_Dataset records_:
__________________________________________________
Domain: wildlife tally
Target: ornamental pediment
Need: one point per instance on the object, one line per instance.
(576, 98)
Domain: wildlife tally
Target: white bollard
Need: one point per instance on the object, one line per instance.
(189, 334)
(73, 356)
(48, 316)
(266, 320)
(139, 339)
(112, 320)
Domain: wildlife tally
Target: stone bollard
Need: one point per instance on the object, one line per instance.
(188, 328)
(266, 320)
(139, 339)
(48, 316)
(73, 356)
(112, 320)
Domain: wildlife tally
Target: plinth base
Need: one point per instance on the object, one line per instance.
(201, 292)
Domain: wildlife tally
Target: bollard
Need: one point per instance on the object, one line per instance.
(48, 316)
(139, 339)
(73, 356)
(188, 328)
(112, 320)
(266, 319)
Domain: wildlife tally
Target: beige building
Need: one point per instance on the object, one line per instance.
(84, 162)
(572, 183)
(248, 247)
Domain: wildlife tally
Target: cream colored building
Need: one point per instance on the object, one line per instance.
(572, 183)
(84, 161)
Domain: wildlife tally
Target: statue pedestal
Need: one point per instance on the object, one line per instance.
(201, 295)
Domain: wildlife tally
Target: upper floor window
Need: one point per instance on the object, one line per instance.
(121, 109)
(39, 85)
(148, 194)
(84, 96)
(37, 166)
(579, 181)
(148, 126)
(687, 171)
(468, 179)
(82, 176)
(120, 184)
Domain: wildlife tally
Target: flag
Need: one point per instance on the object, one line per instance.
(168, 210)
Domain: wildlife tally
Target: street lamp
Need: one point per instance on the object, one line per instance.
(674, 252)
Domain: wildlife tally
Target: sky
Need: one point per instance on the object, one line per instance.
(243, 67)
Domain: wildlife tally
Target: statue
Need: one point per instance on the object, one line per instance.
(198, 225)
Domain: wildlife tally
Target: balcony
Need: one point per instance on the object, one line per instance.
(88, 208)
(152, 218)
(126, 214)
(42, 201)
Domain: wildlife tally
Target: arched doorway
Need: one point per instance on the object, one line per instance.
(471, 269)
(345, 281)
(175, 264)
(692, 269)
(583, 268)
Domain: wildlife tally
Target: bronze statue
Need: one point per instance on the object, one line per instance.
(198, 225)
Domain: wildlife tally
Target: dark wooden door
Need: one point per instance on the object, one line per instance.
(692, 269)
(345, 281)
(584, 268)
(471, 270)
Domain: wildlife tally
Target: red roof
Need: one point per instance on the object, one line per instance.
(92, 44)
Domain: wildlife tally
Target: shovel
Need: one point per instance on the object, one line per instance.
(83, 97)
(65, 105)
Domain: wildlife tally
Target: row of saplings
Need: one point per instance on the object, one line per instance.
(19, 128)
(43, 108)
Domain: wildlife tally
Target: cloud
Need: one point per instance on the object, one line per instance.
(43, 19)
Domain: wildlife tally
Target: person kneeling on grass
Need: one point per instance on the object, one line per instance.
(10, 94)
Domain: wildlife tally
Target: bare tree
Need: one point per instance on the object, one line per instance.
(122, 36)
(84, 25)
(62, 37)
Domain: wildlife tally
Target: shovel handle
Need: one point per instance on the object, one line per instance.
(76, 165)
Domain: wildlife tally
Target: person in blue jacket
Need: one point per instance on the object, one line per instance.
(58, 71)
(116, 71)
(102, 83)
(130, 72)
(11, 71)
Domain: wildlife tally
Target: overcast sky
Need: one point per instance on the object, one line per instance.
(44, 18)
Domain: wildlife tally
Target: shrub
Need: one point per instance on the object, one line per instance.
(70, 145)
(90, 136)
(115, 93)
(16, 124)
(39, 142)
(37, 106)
__________________________________________________
Restate every record exactly, leaving nothing out.

Domain: wildlife tally
Target: ornamental pediment
Need: one point per instance on the object, one line per instance.
(576, 98)
Domain: wildlife tally
Target: white bollard
Need: one point per instance on the object, one line per instance.
(189, 334)
(73, 356)
(48, 316)
(266, 320)
(139, 339)
(112, 320)
Domain: wildlife tally
Target: stone bollard
Need: one point per instance on the object, one line per instance.
(188, 328)
(266, 320)
(139, 339)
(48, 316)
(73, 356)
(112, 320)
Domain: wildlife tally
Target: plinth base
Need: one point per instance on the object, one line per instance.
(201, 292)
Domain: wildlife tally
Target: bollard
Need: one point per instance on the object, one line per instance.
(48, 316)
(139, 339)
(73, 356)
(188, 328)
(112, 320)
(266, 319)
Domain: wildlife tally
Target: beige building
Need: one point per instance on the object, one line per instance.
(84, 162)
(572, 183)
(248, 247)
Domain: wildlife tally
Target: cream colored building
Need: one point per instance on the object, one line per instance.
(572, 183)
(84, 161)
Domain: wildlife tally
Target: statue pedestal
Need: one point per instance on the object, one line per instance.
(201, 295)
Domain: wildlife tally
Target: upper floor window
Need: one point per instance on the object, one line per instance.
(121, 109)
(39, 85)
(148, 194)
(84, 96)
(37, 166)
(579, 181)
(148, 126)
(687, 171)
(468, 179)
(82, 176)
(120, 184)
Domain: wildlife tally
Target: flag
Need: one point per instance on the object, one line per instance.
(168, 210)
Domain: wildlife tally
Target: street lamp
Need: one point per instance on the object, one line per instance.
(674, 252)
Domain: wildlife tally
Target: sky
Need: one point per instance on the object, one line per instance.
(243, 67)
Domain: wildlife tally
Target: statue
Need: one point per instance on the object, one line per instance.
(198, 225)
Domain: wildlife tally
Target: balcony
Need: one point per instance on the object, one line per instance.
(88, 208)
(152, 218)
(126, 214)
(42, 201)
Domain: wildlife tally
Target: arched doorway
Need: one point per instance on the object, one line per instance.
(471, 269)
(345, 281)
(175, 264)
(692, 269)
(583, 268)
Domain: wildlife tally
Target: bronze statue
Need: one point per instance on the object, one line per instance.
(198, 225)
Domain: wildlife tally
Target: dark wooden door
Need: one point per instance on the object, one line per instance.
(692, 269)
(345, 281)
(584, 268)
(471, 270)
Domain: wildlife tally
Target: red roof
Need: one point per instance on the object, one line per instance.
(92, 44)
Domain: wildlife tally
Target: shovel
Need: one point per instance on the object, one line per instance.
(83, 97)
(65, 105)
Domain: wildlife tally
Target: row of saplings
Need: one point per instance on the object, one line per instance.
(19, 128)
(43, 108)
Domain: wildlife tally
Target: cloud
Need: one point per instance on the object, one line per instance.
(43, 19)
Domain: wildlife tally
Target: person kneeling on grass
Need: one point per instance on the object, one line per instance.
(10, 94)
Domain: wildlife tally
Target: bare tree
Need: one point per instance on the object, one line per instance.
(122, 36)
(84, 25)
(62, 37)
Domain: wildlife tally
Target: shovel handle
Need: one point per instance on the object, one line per instance.
(76, 165)
Domain: wildlife tally
Target: person in blue jacket
Need: one point per instance on the object, one line per instance.
(58, 71)
(116, 71)
(102, 83)
(130, 72)
(11, 71)
Domain: wildlife tally
Target: overcast sky
Need: one point per instance on the object, one line per instance.
(44, 18)
Domain: wildlife tally
Target: shrub
Need: one point per instance on the object, one line per instance.
(70, 145)
(90, 136)
(115, 93)
(16, 124)
(39, 142)
(37, 106)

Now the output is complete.